▸ Tasks to perform:
A) In the doula passage, what does the writer learn from a nurse to help a mother with perineal swelling?
B) Using the doula passage, explain why the writer has to keep reminding herself that a birth belongs to the client.

I love my job but often we are just hired help. Some clients love us and take us into a special place relationship wise after a birth. And sometimes you are only the hired help. I get that. But often times I feel more invested in their births than they are. And that is hard for doulas. Sometimes they may hire a doula just because it is trendy or they can say the outcome they had was in spite of having a doula. They are not invested in preparing for their birth but want you to teach them in the moment. It is one of the leading causes of burn out. I have to remind myself all the time that this is their birth and they are responsible for their choices, not me.

So why do I love my job? I love being with families as they become a family. I love guiding them with information and watching how they translate that into what works for them. I love seeing women transition into motherhood. I love the warrior that those women become. And I love watching their partners beam with admiration at their warrior woman.  I love seeing a woman come into her power- having a voice and a real say in her birth experience. I love seeing God in the room as the baby is born. I love seeing that newborn baby latach to his mother’s breast and the smile come to the mom’s face. I love making a difference in births. I love preparing those moms and then seeing that preparation come to fruition. I love helping a mom overcome difficulties with breastfeeding. I love continuing to learn about birth at each birth!

doula_shots-11

But if this is truly your calling, you must do it. There is nothing that causes you to see the difficult things as obstacles. You only see them as challenges that you must work through. You see the benefits as so grand that they provide the drive. So if you are looking for a part time, light commitment job that pays really good money, this is not it. But if those things I love sing to your heart and the challenges seem inconsequential, then give me a call. I am always looking for women who find birth work to be their calling. But I warn you, my company requires a special commitment that requires your full heart.

basket with pebbles

Imagine you have a basket of pebbles- and a jar that is empty. And every skill you learn as a doula, you add one pebble from the basket to the jar. When you begin your journey as a new doula you learn some basic skills in your training… the double hip squeeze, counter pressure, some acupressure points, touch, etc… And so add the pebbles to the jar from the basket. You may end up with a dozen or more in the jar.

jar with little pebbles

Now you attend your certifying births and you pick up some more tools- you learn how to put ice in between the layers of a baby diaper and the padding for helping the mom with perineal swelling from a nurse. You learn how to spray water on the mom’s back without spraying her partner. And you pick up maybe a few more skills from watching the nurses. So you add a few more pebbles to the jar.

▸ Available data:
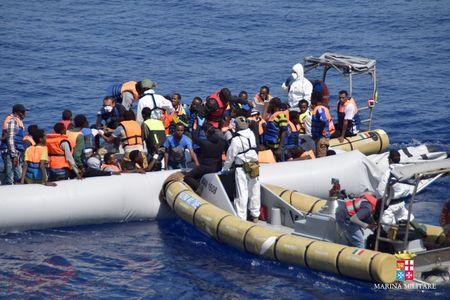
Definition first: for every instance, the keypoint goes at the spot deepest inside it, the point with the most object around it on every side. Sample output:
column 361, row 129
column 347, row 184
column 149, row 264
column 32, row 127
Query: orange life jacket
column 133, row 133
column 331, row 127
column 266, row 157
column 56, row 156
column 353, row 205
column 130, row 86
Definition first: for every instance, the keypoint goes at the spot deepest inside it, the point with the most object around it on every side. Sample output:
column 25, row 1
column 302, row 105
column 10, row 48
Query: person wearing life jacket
column 28, row 138
column 261, row 100
column 11, row 145
column 175, row 148
column 60, row 159
column 348, row 116
column 276, row 127
column 354, row 216
column 322, row 125
column 66, row 119
column 36, row 161
column 153, row 133
column 305, row 117
column 148, row 98
column 216, row 105
column 297, row 86
column 242, row 155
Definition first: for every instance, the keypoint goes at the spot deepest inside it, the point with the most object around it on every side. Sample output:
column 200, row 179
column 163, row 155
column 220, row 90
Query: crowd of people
column 139, row 130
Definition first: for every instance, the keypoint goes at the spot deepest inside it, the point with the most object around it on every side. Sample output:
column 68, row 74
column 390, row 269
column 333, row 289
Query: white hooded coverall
column 299, row 89
column 247, row 189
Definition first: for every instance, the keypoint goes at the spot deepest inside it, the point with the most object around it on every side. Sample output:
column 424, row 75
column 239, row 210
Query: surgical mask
column 108, row 108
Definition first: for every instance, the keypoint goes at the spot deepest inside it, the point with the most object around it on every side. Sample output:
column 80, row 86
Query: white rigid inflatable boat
column 131, row 197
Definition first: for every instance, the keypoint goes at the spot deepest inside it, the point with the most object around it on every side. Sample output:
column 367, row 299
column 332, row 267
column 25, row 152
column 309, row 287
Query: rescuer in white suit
column 243, row 156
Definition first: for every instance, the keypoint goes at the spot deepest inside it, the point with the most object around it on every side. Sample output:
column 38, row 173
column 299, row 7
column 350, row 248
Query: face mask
column 108, row 108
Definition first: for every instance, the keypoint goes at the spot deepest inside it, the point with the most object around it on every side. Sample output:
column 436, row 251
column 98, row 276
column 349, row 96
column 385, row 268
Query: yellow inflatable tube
column 368, row 142
column 322, row 256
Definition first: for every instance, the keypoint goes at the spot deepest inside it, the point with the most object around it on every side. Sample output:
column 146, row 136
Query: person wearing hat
column 148, row 98
column 242, row 155
column 11, row 145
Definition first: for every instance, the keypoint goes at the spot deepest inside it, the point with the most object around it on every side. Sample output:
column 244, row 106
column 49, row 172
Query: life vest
column 215, row 117
column 130, row 86
column 353, row 124
column 157, row 132
column 66, row 123
column 133, row 133
column 114, row 168
column 34, row 154
column 316, row 123
column 302, row 119
column 353, row 205
column 56, row 156
column 266, row 157
column 272, row 131
column 19, row 133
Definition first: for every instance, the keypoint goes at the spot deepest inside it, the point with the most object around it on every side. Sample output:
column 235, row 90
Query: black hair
column 66, row 115
column 80, row 121
column 128, row 115
column 32, row 128
column 59, row 128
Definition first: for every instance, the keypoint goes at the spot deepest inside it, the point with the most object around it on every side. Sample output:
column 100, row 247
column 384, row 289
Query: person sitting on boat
column 297, row 87
column 35, row 161
column 110, row 114
column 61, row 161
column 354, row 216
column 11, row 145
column 348, row 116
column 28, row 139
column 305, row 117
column 175, row 148
column 242, row 155
column 276, row 127
column 261, row 100
column 322, row 125
column 148, row 98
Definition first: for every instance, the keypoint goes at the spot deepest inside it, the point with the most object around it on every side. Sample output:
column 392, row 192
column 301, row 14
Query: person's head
column 59, row 128
column 110, row 158
column 66, row 115
column 80, row 121
column 243, row 95
column 343, row 96
column 38, row 136
column 19, row 110
column 146, row 113
column 179, row 130
column 136, row 157
column 303, row 105
column 129, row 115
column 394, row 157
column 275, row 105
column 176, row 99
column 264, row 92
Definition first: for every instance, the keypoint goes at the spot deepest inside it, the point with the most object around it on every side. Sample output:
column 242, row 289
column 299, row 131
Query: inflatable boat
column 131, row 197
column 301, row 230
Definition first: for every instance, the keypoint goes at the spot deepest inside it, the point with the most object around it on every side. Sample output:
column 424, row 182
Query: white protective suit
column 247, row 189
column 299, row 89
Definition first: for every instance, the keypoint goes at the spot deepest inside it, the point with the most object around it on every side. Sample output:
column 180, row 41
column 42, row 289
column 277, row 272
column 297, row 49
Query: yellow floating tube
column 323, row 256
column 368, row 142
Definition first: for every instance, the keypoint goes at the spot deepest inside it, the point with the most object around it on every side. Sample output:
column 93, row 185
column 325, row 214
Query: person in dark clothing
column 210, row 158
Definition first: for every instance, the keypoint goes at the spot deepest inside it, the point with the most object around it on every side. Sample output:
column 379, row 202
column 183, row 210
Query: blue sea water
column 63, row 54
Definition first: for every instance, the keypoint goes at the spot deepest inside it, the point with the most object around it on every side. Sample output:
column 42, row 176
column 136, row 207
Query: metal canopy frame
column 348, row 66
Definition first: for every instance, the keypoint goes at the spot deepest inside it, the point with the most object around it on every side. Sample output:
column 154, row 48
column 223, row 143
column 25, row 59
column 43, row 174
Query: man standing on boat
column 243, row 156
column 297, row 87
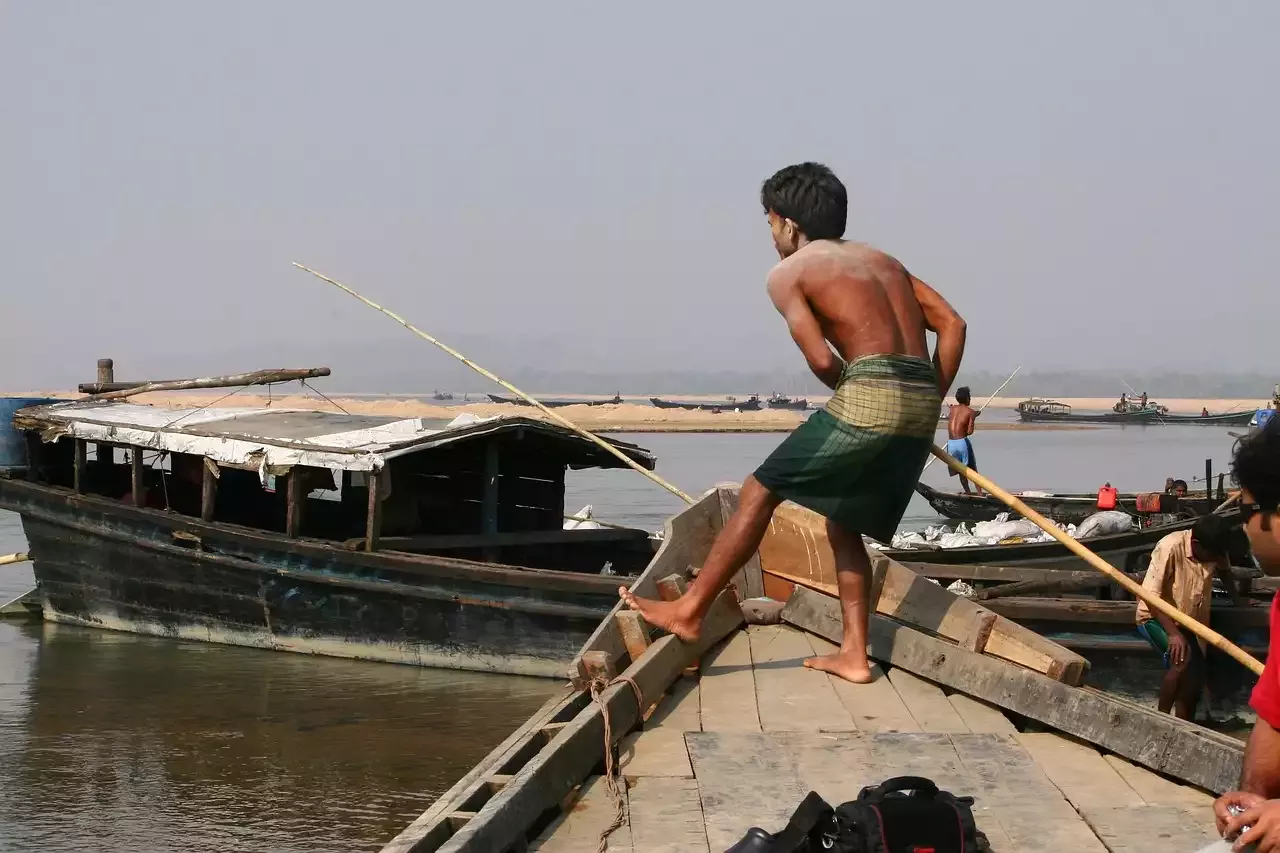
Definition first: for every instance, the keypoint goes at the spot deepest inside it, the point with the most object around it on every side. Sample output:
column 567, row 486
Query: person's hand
column 1264, row 820
column 1240, row 799
column 1178, row 649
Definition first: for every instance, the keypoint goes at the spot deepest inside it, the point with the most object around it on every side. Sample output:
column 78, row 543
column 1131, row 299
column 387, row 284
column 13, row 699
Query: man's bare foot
column 842, row 665
column 671, row 616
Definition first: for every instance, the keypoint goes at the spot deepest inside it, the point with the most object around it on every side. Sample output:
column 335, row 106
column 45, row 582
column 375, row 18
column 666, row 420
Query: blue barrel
column 13, row 445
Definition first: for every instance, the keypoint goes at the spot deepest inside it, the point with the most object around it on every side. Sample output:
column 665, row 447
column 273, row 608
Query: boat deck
column 741, row 744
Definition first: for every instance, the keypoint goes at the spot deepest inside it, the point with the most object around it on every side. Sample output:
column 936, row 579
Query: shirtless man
column 860, row 319
column 959, row 429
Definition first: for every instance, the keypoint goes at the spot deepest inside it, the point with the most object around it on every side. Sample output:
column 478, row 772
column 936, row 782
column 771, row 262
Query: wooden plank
column 876, row 706
column 579, row 829
column 579, row 747
column 789, row 696
column 979, row 716
column 1079, row 771
column 686, row 539
column 1156, row 740
column 1157, row 790
column 1151, row 828
column 727, row 688
column 667, row 816
column 796, row 550
column 744, row 780
column 927, row 703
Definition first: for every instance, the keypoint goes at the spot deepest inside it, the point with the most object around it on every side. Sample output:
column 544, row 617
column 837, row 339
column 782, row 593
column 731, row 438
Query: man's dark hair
column 1211, row 534
column 1257, row 465
column 809, row 195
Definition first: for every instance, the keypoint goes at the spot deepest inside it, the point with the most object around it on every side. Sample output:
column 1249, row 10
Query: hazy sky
column 1092, row 183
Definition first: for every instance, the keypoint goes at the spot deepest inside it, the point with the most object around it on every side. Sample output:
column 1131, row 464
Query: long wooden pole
column 983, row 406
column 1152, row 601
column 488, row 374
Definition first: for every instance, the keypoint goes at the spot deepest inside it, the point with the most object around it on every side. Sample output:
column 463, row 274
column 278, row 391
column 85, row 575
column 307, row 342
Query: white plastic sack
column 1101, row 524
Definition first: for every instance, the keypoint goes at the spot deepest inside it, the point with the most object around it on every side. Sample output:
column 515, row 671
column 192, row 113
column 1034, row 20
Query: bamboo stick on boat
column 1074, row 546
column 488, row 374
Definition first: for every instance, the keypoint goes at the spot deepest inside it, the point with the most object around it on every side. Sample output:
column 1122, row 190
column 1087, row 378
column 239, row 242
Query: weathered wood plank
column 979, row 716
column 667, row 816
column 579, row 829
column 567, row 760
column 1156, row 740
column 1156, row 789
column 876, row 706
column 727, row 688
column 1079, row 771
column 744, row 780
column 927, row 703
column 789, row 696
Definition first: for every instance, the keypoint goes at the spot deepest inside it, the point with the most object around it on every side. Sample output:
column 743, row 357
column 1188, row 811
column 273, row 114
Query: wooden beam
column 489, row 500
column 374, row 516
column 81, row 461
column 571, row 756
column 1157, row 740
column 137, row 477
column 209, row 489
column 296, row 502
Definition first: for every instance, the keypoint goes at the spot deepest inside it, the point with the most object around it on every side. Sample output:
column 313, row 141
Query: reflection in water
column 128, row 743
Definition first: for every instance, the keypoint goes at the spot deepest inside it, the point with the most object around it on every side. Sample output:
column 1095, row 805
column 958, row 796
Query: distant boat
column 750, row 404
column 782, row 401
column 556, row 404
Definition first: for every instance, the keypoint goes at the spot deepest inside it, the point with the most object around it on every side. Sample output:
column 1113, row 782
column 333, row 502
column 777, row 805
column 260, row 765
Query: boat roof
column 273, row 439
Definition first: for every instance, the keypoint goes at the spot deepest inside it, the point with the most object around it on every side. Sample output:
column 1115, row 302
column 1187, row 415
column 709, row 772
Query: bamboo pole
column 983, row 406
column 1152, row 601
column 488, row 374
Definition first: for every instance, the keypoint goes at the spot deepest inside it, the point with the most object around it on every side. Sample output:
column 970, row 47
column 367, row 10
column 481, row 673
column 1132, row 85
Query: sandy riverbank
column 622, row 418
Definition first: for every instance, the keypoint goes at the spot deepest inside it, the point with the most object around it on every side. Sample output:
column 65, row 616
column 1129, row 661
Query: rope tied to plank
column 613, row 783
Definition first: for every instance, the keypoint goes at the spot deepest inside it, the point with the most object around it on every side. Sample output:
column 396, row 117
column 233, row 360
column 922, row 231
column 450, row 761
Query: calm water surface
column 113, row 742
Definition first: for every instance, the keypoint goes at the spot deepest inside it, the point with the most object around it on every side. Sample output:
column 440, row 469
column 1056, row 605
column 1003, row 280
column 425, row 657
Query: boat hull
column 160, row 574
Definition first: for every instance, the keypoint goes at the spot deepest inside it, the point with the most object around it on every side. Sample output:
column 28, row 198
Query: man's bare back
column 856, row 300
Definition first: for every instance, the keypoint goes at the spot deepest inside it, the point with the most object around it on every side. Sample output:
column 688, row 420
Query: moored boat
column 731, row 404
column 424, row 542
column 1066, row 509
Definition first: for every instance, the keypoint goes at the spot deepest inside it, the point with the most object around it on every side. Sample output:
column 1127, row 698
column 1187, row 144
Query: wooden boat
column 424, row 542
column 782, row 401
column 750, row 404
column 556, row 404
column 1066, row 509
column 741, row 740
column 1051, row 411
column 1127, row 551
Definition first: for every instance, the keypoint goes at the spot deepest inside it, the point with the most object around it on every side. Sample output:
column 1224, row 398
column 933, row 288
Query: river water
column 114, row 742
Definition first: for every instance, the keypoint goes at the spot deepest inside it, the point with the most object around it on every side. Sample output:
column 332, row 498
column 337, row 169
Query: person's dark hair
column 809, row 195
column 1256, row 465
column 1211, row 534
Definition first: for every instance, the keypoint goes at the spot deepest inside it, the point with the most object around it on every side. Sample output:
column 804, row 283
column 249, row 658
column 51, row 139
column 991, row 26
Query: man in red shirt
column 1257, row 471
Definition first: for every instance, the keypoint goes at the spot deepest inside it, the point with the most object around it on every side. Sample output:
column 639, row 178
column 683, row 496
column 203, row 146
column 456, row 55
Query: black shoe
column 755, row 840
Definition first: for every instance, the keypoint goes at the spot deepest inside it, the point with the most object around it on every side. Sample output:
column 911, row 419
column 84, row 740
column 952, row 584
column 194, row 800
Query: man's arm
column 792, row 305
column 942, row 320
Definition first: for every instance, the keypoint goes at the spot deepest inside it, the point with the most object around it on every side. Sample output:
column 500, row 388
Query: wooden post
column 81, row 460
column 489, row 501
column 137, row 471
column 209, row 489
column 374, row 519
column 296, row 500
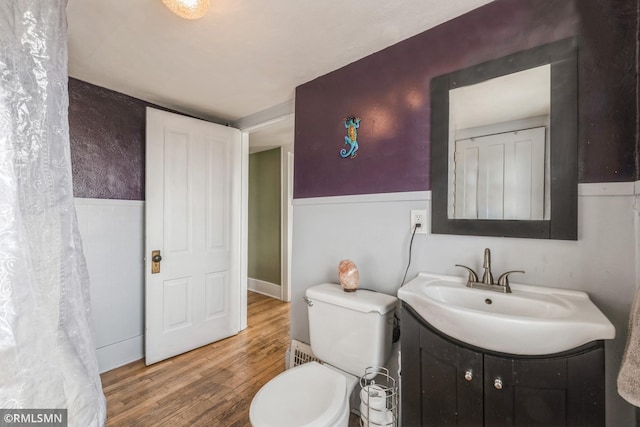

▸ Responses to the exercise:
A) She learns to put ice between the layers of a baby diaper and the padding.

B) The writer often feels more invested in clients' births than they are, which is hard for doulas. She reminds herself that it is their birth and that they, not she, are responsible for their choices.